§ **TEXT**
######

Hätte jemand eine Idee was da nicht stimmen könnte ?


----------



## Shorty484 (24. März 2012)

Was ist es denn für ein Netzteil? Bei nem billigen NoName NT kanns durchaus passieren das es zu schwach ist. Oder prüfe mal, ob Du die Grafikkarte an einen anderen Strang des NTs anschließen kannst wie HDD und Laufwerke. Damit wäre die Leistung besser verteilt.


----------



## Hanibal12 (24. März 2012)

Ok, das Problem das sich der Computer ausschaltet ist weg... Heute konnte ich die Karte normal belasten und es gab anfänglich keine Probleme.

Natürlich gibt es jetzt aber ein anderes Problem, wenn ich die Karte etwas länger belaste (BF3, Assassins Creed) treten irgendwann plötzlich Grafikfehler auf. Die sind ganz unterschiedlich, bei BF waren es Striche und bei AC hat sich ein Teil des Bildes auf die andere Seite des Monitors verschoben... ganz eigenartig.

######

§ **GESAMMELTE DATEN**

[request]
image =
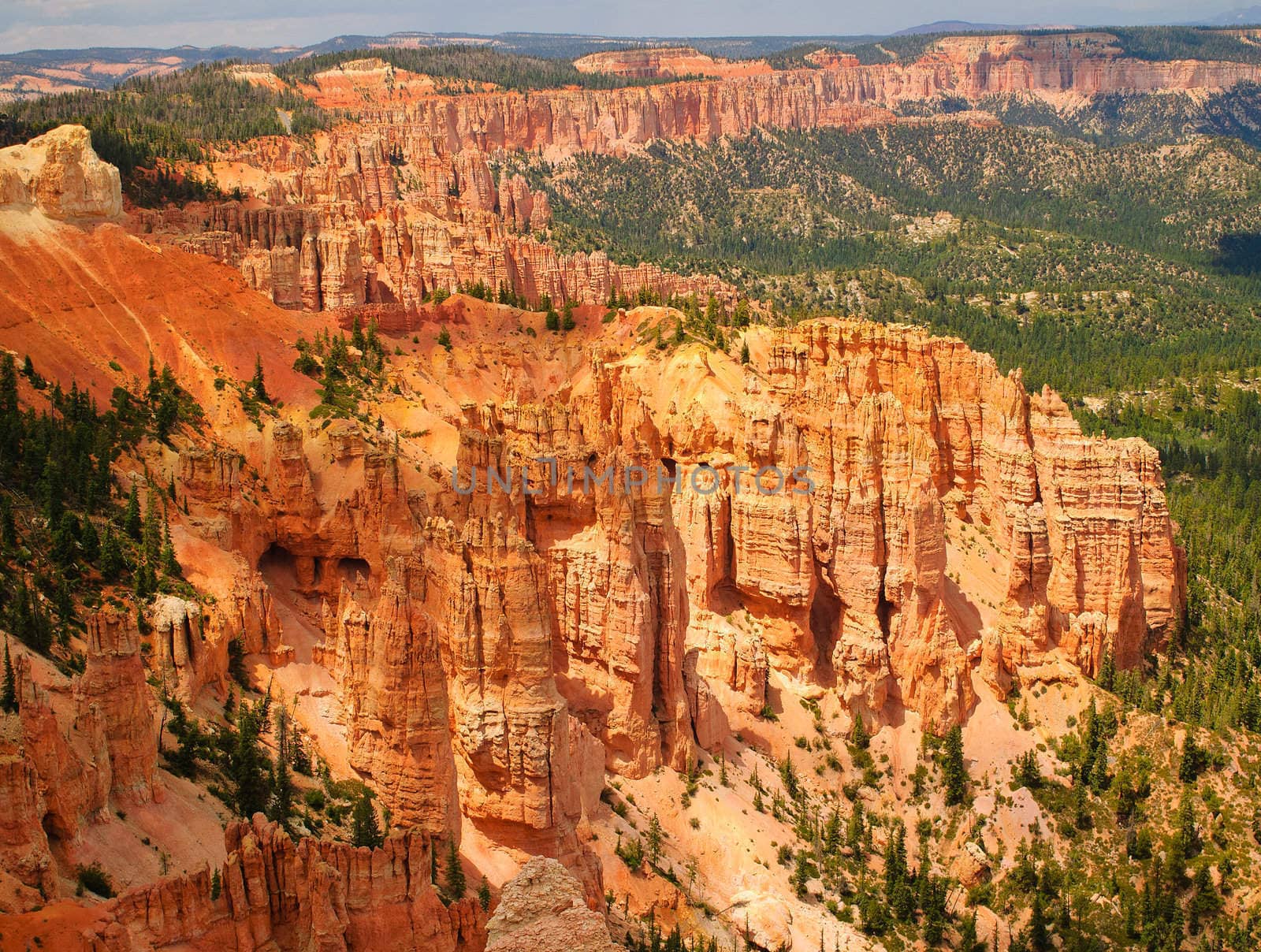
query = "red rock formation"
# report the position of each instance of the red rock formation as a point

######

§ **ZU ERLEDIGEN**
Gib den Forenauszug zu den Grafikkartenproblemen vollständig und ohne jede Änderung wieder. Die Zeilen werden hierfür nicht gebraucht.

§ **DIE ANTWORT**
Hätte jemand eine Idee was da nicht stimmen könnte ?


----------



## Shorty484 (24. März 2012)

Was ist es denn für ein Netzteil? Bei nem billigen NoName NT kanns durchaus passieren das es zu schwach ist. Oder prüfe mal, ob Du die Grafikkarte an einen anderen Strang des NTs anschließen kannst wie HDD und Laufwerke. Damit wäre die Leistung besser verteilt.


----------



## Hanibal12 (24. März 2012)

Ok, das Problem das sich der Computer ausschaltet ist weg... Heute konnte ich die Karte normal belasten und es gab anfänglich keine Probleme.

Natürlich gibt es jetzt aber ein anderes Problem, wenn ich die Karte etwas länger belaste (BF3, Assassins Creed) treten irgendwann plötzlich Grafikfehler auf. Die sind ganz unterschiedlich, bei BF waren es Striche und bei AC hat sich ein Teil des Bildes auf die andere Seite des Monitors verschoben... ganz eigenartig.